Exercise prompt: Reproduce all the lines below exactly and omit the images.

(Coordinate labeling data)
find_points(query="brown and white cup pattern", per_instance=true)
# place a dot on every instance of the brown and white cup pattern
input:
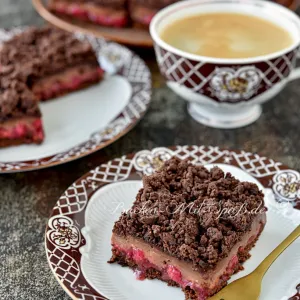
(226, 93)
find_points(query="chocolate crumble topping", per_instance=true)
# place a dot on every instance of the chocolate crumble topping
(39, 52)
(192, 213)
(30, 56)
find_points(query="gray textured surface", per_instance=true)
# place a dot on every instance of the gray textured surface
(26, 199)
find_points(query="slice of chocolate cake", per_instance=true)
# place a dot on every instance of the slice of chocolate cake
(20, 117)
(103, 12)
(142, 11)
(190, 227)
(51, 62)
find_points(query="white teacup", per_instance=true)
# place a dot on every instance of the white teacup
(200, 79)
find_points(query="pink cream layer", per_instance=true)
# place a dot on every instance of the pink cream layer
(204, 284)
(95, 13)
(24, 128)
(143, 15)
(69, 80)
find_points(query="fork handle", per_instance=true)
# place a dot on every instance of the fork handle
(268, 261)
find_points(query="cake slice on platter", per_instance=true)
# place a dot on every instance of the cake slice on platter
(37, 65)
(20, 117)
(103, 12)
(142, 11)
(51, 62)
(189, 227)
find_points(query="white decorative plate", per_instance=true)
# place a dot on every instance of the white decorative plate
(88, 120)
(79, 230)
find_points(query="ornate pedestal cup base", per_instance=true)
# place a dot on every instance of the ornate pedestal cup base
(224, 118)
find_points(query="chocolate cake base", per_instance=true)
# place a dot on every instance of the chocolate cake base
(69, 80)
(18, 142)
(190, 294)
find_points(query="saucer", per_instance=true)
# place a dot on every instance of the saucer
(78, 232)
(88, 120)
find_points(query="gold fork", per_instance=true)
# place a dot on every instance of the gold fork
(248, 287)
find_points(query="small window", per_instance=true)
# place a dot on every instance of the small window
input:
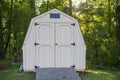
(55, 15)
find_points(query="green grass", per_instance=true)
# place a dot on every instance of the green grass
(100, 75)
(11, 73)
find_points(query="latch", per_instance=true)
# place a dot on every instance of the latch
(36, 24)
(36, 43)
(72, 44)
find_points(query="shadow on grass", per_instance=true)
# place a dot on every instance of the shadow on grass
(100, 75)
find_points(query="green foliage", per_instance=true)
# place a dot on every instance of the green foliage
(100, 75)
(96, 17)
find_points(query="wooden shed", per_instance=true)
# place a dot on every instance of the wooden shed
(54, 40)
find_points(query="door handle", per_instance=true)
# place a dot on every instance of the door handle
(72, 44)
(56, 43)
(36, 43)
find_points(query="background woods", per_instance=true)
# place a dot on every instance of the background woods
(99, 20)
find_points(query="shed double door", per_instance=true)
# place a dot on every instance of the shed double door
(54, 45)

Result for this exercise:
find_points(query="brown and white cup pattern", per_instance=true)
# place a dot on every instance of the brown and white cup pattern
input:
(226, 93)
find_points(query="chocolate crumble topping", per_instance=true)
# place a dot on every instance of the chocolate crumble topping
(39, 52)
(192, 213)
(30, 56)
find_points(query="gray textured surface", per_instance=true)
# place a dot on every instance of the gray textured surface
(26, 199)
find_points(query="slice of chocolate cake", per_instance=true)
# place a dot on every instance of the slice of chocolate cake
(20, 117)
(103, 12)
(142, 11)
(190, 227)
(51, 62)
find_points(query="white teacup", per_instance=true)
# place a dot on every instance of the white teacup
(200, 79)
find_points(query="pink cream layer", per_instance=true)
# place a dot on every instance of the pink cream layer
(204, 284)
(95, 13)
(24, 128)
(143, 15)
(69, 80)
find_points(query="fork handle", per_instance=true)
# place a dot on every instance of the fork handle
(268, 261)
find_points(query="cake slice on platter", per_instance=true)
# place a dot on every instance of the cake slice on platter
(37, 65)
(20, 117)
(103, 12)
(142, 11)
(51, 62)
(189, 227)
find_points(query="white decorative plate", per_instance=true)
# place a dot on every instance of the white decorative plate
(88, 120)
(79, 230)
find_points(query="ornate pedestal cup base", per_instance=true)
# place a dot on every instance of the ornate pedestal cup base
(224, 118)
find_points(query="chocolate cake base", per_instance=true)
# place a dot on every instance of the chocolate cake base
(69, 80)
(18, 142)
(190, 294)
find_points(query="saucer", per_instance=true)
# place a dot on every instance of the saucer
(78, 232)
(88, 120)
find_points(query="gold fork", per_instance=true)
# place a dot on every instance of the gold fork
(248, 287)
find_points(query="small window", per_instance=true)
# place a dot on every instance of the small window
input:
(55, 15)
find_points(query="green grass", per_instance=true)
# place a dot on every instance of the green grass
(100, 75)
(11, 73)
find_points(query="latch", per_instance=true)
# place a dot on every instance of the latch
(36, 24)
(36, 43)
(72, 44)
find_points(query="shadow on grass", per_instance=true)
# place a dot on every instance of the shadow on grass
(100, 75)
find_points(query="green foliage", per_instance=true)
# place a dot on every instance of the green foliage
(100, 75)
(96, 17)
find_points(query="wooden shed", per_instance=true)
# place a dot on every instance of the wooden shed
(54, 40)
find_points(query="door handle", per_instance=true)
# place a dot on every instance of the door handle
(72, 44)
(56, 43)
(36, 43)
find_points(query="background woods", per_instance=true)
# place a dot on every instance of the background woods
(99, 20)
find_points(query="shed double door", per_instance=true)
# place a dot on every instance of the shed double door
(54, 45)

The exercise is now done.